§ Problem: The word "detect" may appear in the records below. Report how many lines contain it, and write nothing besides the number.

§ Given information:
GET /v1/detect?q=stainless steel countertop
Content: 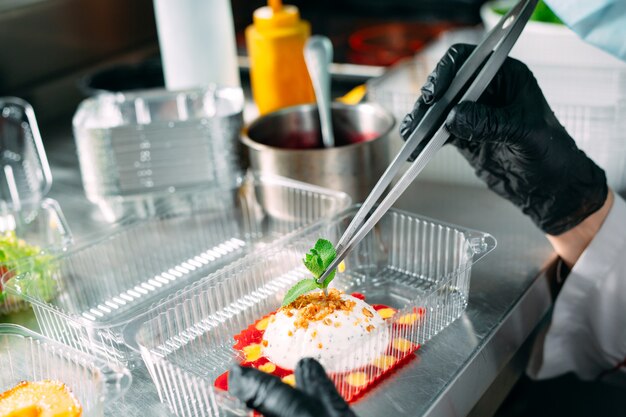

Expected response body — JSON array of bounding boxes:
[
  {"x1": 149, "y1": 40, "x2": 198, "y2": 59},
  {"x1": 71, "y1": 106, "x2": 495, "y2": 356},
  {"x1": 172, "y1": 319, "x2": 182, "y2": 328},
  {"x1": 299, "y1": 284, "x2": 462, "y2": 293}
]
[{"x1": 4, "y1": 125, "x2": 555, "y2": 417}]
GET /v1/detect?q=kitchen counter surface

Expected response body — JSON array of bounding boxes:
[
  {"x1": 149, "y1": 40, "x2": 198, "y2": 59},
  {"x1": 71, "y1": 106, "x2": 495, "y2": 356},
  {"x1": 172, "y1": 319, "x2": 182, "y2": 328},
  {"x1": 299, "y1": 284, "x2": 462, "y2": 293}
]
[{"x1": 4, "y1": 121, "x2": 555, "y2": 417}]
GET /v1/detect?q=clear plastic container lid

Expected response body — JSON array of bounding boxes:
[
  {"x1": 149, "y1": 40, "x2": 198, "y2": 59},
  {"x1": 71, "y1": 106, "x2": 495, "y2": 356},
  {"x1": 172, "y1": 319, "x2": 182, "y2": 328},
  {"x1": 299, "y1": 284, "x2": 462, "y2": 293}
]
[
  {"x1": 0, "y1": 97, "x2": 53, "y2": 209},
  {"x1": 0, "y1": 324, "x2": 131, "y2": 417}
]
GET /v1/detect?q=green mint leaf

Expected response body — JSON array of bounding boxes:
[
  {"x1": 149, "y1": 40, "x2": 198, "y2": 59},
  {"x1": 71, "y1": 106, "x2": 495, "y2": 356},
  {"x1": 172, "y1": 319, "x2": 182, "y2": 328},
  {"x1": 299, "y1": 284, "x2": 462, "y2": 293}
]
[
  {"x1": 303, "y1": 251, "x2": 325, "y2": 278},
  {"x1": 313, "y1": 239, "x2": 336, "y2": 269},
  {"x1": 302, "y1": 239, "x2": 337, "y2": 278},
  {"x1": 283, "y1": 239, "x2": 341, "y2": 304},
  {"x1": 282, "y1": 279, "x2": 321, "y2": 306}
]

§ Exercise response: 4